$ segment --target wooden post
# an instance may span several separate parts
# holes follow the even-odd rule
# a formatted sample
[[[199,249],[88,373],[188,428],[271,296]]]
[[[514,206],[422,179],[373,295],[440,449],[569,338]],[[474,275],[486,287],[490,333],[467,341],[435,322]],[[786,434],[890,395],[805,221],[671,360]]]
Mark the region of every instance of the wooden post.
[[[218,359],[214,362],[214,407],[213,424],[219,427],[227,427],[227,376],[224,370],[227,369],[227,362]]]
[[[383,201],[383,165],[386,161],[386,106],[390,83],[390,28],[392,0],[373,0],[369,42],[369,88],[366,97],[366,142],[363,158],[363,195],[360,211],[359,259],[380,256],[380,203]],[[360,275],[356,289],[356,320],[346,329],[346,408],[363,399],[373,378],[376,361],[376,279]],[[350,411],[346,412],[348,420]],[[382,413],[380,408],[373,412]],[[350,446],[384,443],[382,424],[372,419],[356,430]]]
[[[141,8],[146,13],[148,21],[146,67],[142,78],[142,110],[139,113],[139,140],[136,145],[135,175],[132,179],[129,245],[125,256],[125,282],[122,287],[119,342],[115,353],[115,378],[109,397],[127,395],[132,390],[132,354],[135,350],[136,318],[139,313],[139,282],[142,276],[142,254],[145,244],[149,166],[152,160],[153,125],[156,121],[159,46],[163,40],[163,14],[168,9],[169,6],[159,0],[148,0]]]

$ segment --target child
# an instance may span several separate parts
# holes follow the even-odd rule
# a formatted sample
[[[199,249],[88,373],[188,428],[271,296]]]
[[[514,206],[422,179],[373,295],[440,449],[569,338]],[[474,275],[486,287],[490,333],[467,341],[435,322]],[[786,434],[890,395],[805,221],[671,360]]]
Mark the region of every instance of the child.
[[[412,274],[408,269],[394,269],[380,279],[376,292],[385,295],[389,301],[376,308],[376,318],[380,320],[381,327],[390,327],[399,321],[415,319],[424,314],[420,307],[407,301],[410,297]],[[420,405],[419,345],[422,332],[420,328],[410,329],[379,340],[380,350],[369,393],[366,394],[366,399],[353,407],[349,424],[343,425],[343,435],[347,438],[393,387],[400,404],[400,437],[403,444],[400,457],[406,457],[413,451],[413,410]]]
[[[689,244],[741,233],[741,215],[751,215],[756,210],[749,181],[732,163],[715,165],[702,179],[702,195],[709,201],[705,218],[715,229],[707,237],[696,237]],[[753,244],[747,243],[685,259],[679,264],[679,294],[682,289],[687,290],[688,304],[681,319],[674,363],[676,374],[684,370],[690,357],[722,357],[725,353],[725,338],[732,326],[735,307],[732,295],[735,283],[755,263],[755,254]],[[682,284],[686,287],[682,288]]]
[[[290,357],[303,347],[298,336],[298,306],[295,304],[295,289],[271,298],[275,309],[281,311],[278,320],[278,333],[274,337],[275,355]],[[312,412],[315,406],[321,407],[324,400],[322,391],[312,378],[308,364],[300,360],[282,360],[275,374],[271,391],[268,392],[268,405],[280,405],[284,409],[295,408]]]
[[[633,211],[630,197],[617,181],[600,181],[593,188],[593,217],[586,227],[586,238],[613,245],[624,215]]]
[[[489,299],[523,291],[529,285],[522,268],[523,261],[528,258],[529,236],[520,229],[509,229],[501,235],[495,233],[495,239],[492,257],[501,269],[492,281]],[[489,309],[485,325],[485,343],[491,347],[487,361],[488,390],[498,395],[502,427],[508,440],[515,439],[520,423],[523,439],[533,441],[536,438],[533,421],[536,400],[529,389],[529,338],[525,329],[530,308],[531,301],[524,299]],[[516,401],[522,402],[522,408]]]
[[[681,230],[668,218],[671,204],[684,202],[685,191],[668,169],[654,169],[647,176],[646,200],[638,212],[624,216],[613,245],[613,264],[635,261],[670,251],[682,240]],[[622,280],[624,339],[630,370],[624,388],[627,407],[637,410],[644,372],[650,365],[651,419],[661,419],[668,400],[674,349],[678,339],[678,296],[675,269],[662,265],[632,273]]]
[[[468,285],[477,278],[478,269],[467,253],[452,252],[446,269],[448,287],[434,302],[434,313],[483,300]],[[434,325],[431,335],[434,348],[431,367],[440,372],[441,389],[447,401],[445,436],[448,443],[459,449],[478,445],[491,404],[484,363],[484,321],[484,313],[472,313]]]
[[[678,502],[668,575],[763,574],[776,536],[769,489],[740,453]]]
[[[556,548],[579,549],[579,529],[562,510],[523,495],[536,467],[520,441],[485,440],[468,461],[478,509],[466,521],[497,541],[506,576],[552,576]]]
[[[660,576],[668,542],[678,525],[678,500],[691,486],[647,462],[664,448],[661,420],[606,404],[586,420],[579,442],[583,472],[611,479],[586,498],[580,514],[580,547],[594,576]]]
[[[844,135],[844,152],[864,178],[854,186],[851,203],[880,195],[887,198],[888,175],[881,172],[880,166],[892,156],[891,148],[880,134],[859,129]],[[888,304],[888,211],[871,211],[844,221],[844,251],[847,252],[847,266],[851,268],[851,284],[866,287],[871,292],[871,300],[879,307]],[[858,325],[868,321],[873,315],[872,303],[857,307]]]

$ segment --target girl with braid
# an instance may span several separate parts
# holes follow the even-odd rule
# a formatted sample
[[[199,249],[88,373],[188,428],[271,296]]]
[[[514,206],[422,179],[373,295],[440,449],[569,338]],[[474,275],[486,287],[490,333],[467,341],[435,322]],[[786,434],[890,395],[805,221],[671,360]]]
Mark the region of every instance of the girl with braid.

▬▬▬▬▬▬

Problem to solve ▸
Can you lay out every line of the records above as a numbered list, leaving out the blank lines?

Written solution ▸
1. $ segment --target wooden post
2. # an instance may span several separate parts
3. # holes follow the even-odd rule
4. # a formatted sample
5. [[[199,249],[88,373],[188,428],[271,296]]]
6. [[[514,206],[422,179],[373,295],[440,449],[569,338]],[[474,275],[486,287],[490,333],[467,341],[435,322]],[[786,434],[890,395],[805,221],[671,360]]]
7. Mark the region of every instance of the wooden post.
8. [[[218,359],[214,362],[214,407],[213,424],[219,427],[227,427],[227,376],[224,370],[227,369],[227,362]]]
9. [[[383,201],[383,165],[386,161],[386,106],[390,83],[390,28],[392,0],[373,0],[369,42],[369,88],[366,97],[366,142],[363,158],[363,195],[360,211],[359,259],[380,256],[380,203]],[[360,275],[356,289],[356,320],[346,329],[346,408],[363,399],[373,378],[376,361],[376,279]],[[350,411],[346,412],[348,420]],[[382,413],[380,408],[373,412]],[[350,446],[384,443],[382,424],[372,419],[356,430]]]
10. [[[141,8],[146,13],[148,21],[146,67],[142,78],[142,110],[139,113],[139,140],[136,145],[135,175],[132,179],[129,245],[125,256],[125,282],[122,287],[119,342],[115,353],[115,378],[109,397],[127,395],[132,390],[132,354],[135,350],[136,318],[139,313],[139,282],[142,276],[142,254],[145,244],[149,166],[152,160],[153,125],[156,121],[159,46],[163,40],[163,14],[168,9],[169,6],[159,0],[148,0]]]
11. $ segment --target child
12. # an instance may span several separate parts
13. # holes follow the even-odd rule
14. # a formatted sample
15. [[[199,249],[88,373],[188,428],[271,296]]]
16. [[[514,206],[422,179],[373,295],[440,449],[569,338]],[[474,275],[486,287],[490,333],[467,341],[435,322]],[[786,434],[890,395],[805,221],[671,360]]]
17. Mark the region of every instance of the child.
18. [[[412,274],[408,269],[394,269],[380,279],[376,292],[385,295],[389,301],[376,308],[376,318],[380,320],[381,327],[390,327],[399,321],[415,319],[424,314],[420,307],[407,301],[410,297]],[[420,405],[419,345],[422,332],[420,328],[410,329],[379,340],[380,350],[369,393],[366,394],[366,399],[353,407],[349,424],[343,425],[343,435],[347,438],[393,387],[400,404],[400,437],[403,444],[400,457],[406,457],[413,451],[413,410]]]
19. [[[689,244],[741,233],[741,215],[751,215],[756,210],[749,181],[732,163],[715,165],[702,179],[702,195],[709,201],[705,218],[715,229],[707,237],[696,237]],[[753,244],[747,243],[685,259],[679,264],[679,294],[682,289],[687,290],[688,304],[681,319],[674,363],[676,374],[684,370],[690,357],[722,357],[725,353],[725,338],[732,326],[735,307],[732,295],[735,283],[755,263],[755,254]],[[682,284],[686,287],[682,288]]]
20. [[[290,357],[303,347],[298,336],[298,306],[295,304],[295,289],[271,298],[275,309],[281,311],[278,320],[278,333],[274,337],[275,355]],[[312,412],[315,406],[321,407],[324,400],[322,391],[312,378],[308,364],[300,360],[282,360],[275,374],[271,391],[268,392],[268,405],[280,405],[284,409],[295,408]]]
21. [[[633,211],[630,197],[617,181],[600,181],[593,188],[593,217],[586,227],[586,238],[613,245],[624,215]]]
22. [[[489,299],[523,291],[529,285],[522,268],[523,261],[528,258],[529,236],[520,229],[509,229],[501,235],[495,233],[495,239],[492,257],[501,269],[492,281]],[[489,309],[485,325],[485,343],[491,347],[487,361],[488,390],[498,395],[502,427],[508,440],[515,439],[520,423],[523,439],[533,441],[536,438],[533,421],[536,400],[529,389],[529,338],[525,329],[530,308],[531,301],[524,299]],[[516,401],[522,402],[522,408]]]
23. [[[681,230],[668,218],[671,204],[684,202],[685,191],[668,169],[654,169],[647,176],[646,200],[638,212],[624,216],[613,245],[613,264],[635,261],[670,251],[682,240]],[[622,280],[624,339],[630,370],[624,388],[627,407],[637,410],[644,372],[650,365],[651,419],[661,419],[668,400],[674,349],[678,339],[678,296],[675,269],[662,265],[632,273]]]
24. [[[468,285],[477,278],[478,269],[467,253],[452,252],[446,269],[448,287],[434,302],[434,313],[483,300]],[[434,325],[431,335],[434,348],[431,367],[440,372],[441,389],[447,401],[445,436],[448,443],[459,449],[478,445],[491,404],[484,363],[484,321],[484,313],[472,313]]]
25. [[[678,502],[668,575],[763,574],[776,536],[769,489],[740,453]]]
26. [[[556,548],[579,549],[579,529],[562,510],[523,495],[536,467],[520,441],[485,440],[468,461],[478,509],[466,521],[497,541],[506,576],[552,576]]]
27. [[[660,576],[668,542],[678,525],[678,500],[691,486],[647,462],[664,448],[661,420],[606,404],[586,420],[579,442],[583,472],[611,479],[586,498],[580,514],[580,547],[594,576]]]
28. [[[844,135],[844,152],[864,178],[854,186],[851,203],[880,195],[887,198],[888,175],[881,172],[880,166],[892,156],[891,148],[880,134],[859,129]],[[888,304],[888,211],[871,211],[844,221],[844,251],[847,252],[847,266],[851,268],[851,284],[866,287],[871,292],[871,300],[879,307]],[[858,325],[868,321],[873,315],[872,303],[857,307]]]
29. $ segment --target girl with braid
30. # an instance may span several separate parts
31. # holes follow the even-odd rule
32. # a formatted sample
33. [[[199,249],[88,373],[188,428],[271,296]]]
34. [[[514,206],[422,179],[373,295],[440,449],[569,338]],[[474,275],[486,287],[490,333],[467,341],[435,322]],[[786,434],[890,395],[805,221],[671,360]]]
35. Mark the region of every instance of the girl with braid.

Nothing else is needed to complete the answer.